**SET EXERCISE**
Output every entry exactly as given.
— START OF PROVIDED ENTRIES —
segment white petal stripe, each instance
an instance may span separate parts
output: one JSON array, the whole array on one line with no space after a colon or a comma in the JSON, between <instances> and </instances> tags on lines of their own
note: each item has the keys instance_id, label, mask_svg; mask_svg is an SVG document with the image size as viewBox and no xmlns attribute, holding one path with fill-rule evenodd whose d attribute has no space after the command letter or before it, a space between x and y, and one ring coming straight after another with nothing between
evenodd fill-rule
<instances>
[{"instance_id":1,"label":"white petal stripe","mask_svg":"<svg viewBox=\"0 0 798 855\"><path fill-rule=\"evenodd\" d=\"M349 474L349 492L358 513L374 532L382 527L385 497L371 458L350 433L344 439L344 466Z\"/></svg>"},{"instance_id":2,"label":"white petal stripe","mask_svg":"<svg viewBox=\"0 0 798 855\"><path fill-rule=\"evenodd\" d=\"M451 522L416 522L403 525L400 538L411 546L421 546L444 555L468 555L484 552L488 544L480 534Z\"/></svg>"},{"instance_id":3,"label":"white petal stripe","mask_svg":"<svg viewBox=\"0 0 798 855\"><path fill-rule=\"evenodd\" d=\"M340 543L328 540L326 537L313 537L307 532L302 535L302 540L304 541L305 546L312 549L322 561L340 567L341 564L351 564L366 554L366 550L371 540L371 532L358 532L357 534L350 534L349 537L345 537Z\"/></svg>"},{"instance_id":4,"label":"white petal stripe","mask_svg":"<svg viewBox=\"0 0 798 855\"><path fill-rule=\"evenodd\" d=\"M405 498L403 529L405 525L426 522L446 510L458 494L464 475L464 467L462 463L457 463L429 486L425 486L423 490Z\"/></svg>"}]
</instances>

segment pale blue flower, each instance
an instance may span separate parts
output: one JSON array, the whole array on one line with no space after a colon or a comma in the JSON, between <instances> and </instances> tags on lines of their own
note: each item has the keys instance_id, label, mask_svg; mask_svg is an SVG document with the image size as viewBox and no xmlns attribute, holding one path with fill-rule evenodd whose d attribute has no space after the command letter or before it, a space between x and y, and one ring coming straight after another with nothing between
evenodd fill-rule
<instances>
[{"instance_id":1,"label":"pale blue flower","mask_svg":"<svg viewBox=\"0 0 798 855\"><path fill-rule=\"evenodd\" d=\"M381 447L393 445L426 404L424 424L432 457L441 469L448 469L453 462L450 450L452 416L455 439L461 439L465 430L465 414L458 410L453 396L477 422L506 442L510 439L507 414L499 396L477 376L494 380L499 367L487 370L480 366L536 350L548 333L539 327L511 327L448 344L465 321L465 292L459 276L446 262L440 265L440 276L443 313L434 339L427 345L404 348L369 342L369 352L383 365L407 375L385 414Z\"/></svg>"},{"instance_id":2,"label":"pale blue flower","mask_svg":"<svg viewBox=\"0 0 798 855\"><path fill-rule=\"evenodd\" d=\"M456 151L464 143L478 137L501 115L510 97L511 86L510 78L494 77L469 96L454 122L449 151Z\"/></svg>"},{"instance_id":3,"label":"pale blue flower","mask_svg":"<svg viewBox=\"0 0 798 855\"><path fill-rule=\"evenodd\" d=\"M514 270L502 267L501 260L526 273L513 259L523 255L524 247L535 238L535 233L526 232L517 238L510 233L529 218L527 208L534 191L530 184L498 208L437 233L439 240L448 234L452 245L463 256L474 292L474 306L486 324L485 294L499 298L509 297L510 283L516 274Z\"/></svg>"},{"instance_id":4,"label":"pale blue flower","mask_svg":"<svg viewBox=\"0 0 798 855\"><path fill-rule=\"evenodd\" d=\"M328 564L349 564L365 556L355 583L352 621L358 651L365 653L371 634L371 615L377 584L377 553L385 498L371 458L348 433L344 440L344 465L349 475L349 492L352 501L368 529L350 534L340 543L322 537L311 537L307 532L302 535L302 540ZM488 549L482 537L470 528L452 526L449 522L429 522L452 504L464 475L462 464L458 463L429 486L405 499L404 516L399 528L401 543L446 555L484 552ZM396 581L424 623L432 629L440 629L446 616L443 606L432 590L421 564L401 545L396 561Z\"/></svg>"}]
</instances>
— END OF PROVIDED ENTRIES —
**ANSWER**
segment white petal stripe, each instance
an instance may span separate parts
output: one JSON array, the whole array on one line with no space after a colon or a comma in the JSON, between <instances> and </instances> tags on lines of their own
note: each item has the keys instance_id, label, mask_svg; mask_svg is an SVG document with the image size as viewBox and no xmlns attribute, holding one path with fill-rule evenodd whose d attribute has no space after the command letter or before it, a space between x and y, and one ring coming straight after another with nothing between
evenodd fill-rule
<instances>
[{"instance_id":1,"label":"white petal stripe","mask_svg":"<svg viewBox=\"0 0 798 855\"><path fill-rule=\"evenodd\" d=\"M349 474L349 492L358 513L374 532L382 527L385 497L371 458L350 433L344 439L344 466Z\"/></svg>"},{"instance_id":2,"label":"white petal stripe","mask_svg":"<svg viewBox=\"0 0 798 855\"><path fill-rule=\"evenodd\" d=\"M451 522L416 522L403 525L400 538L411 546L421 546L444 555L468 555L484 552L488 544L480 534Z\"/></svg>"},{"instance_id":3,"label":"white petal stripe","mask_svg":"<svg viewBox=\"0 0 798 855\"><path fill-rule=\"evenodd\" d=\"M340 543L328 540L326 537L313 537L307 532L302 535L302 540L304 541L305 546L312 549L322 561L340 567L341 564L351 564L366 554L366 550L371 540L371 532L358 532L357 534L350 534L349 537L345 537Z\"/></svg>"},{"instance_id":4,"label":"white petal stripe","mask_svg":"<svg viewBox=\"0 0 798 855\"><path fill-rule=\"evenodd\" d=\"M405 498L403 529L405 525L426 522L446 510L458 494L464 475L464 467L462 463L457 463L429 486L425 486L423 490Z\"/></svg>"}]
</instances>

segment pale blue flower, each instance
an instance may span separate parts
output: one JSON array, the whole array on one line with no space after a colon or a comma in the JSON, between <instances> and </instances> tags on lines of their own
note: each item has the keys instance_id, label, mask_svg; mask_svg is an SVG document with the image size as viewBox and no xmlns attribute, holding one path with fill-rule evenodd whose d attribute has no space after the command letter or before it, a space between x and y, and one ring coming straight after another with nothing between
evenodd fill-rule
<instances>
[{"instance_id":1,"label":"pale blue flower","mask_svg":"<svg viewBox=\"0 0 798 855\"><path fill-rule=\"evenodd\" d=\"M381 447L393 445L426 404L424 424L432 457L441 469L448 469L453 462L450 450L452 416L455 439L461 439L465 430L465 414L458 410L453 396L477 422L506 442L510 439L507 414L499 396L477 376L494 380L499 367L487 370L480 366L536 350L548 333L539 327L511 327L448 344L465 321L465 292L459 276L446 262L440 265L440 276L443 313L434 339L427 345L404 348L369 342L369 352L383 365L407 375L385 414Z\"/></svg>"},{"instance_id":2,"label":"pale blue flower","mask_svg":"<svg viewBox=\"0 0 798 855\"><path fill-rule=\"evenodd\" d=\"M456 151L464 143L478 137L501 115L510 97L511 86L510 78L494 77L469 96L454 122L449 151Z\"/></svg>"},{"instance_id":3,"label":"pale blue flower","mask_svg":"<svg viewBox=\"0 0 798 855\"><path fill-rule=\"evenodd\" d=\"M514 270L502 267L501 260L526 273L513 259L523 255L524 247L535 238L535 233L526 232L517 238L510 233L529 218L527 208L534 191L530 184L498 208L437 233L439 240L448 234L452 245L463 256L474 292L474 306L486 324L485 294L499 298L509 297L510 283L516 274Z\"/></svg>"},{"instance_id":4,"label":"pale blue flower","mask_svg":"<svg viewBox=\"0 0 798 855\"><path fill-rule=\"evenodd\" d=\"M328 564L349 564L365 556L355 583L352 621L358 651L365 653L371 634L371 615L377 584L377 553L385 498L371 458L348 433L344 440L344 465L349 475L349 492L352 501L368 529L350 534L340 543L322 537L311 537L307 532L302 535L302 540ZM488 549L482 537L470 528L452 526L449 522L429 522L452 504L464 475L462 464L458 463L429 486L405 499L404 516L399 528L401 543L446 555L484 552ZM396 581L424 623L432 629L440 629L446 616L443 606L432 590L421 564L401 545L396 561Z\"/></svg>"}]
</instances>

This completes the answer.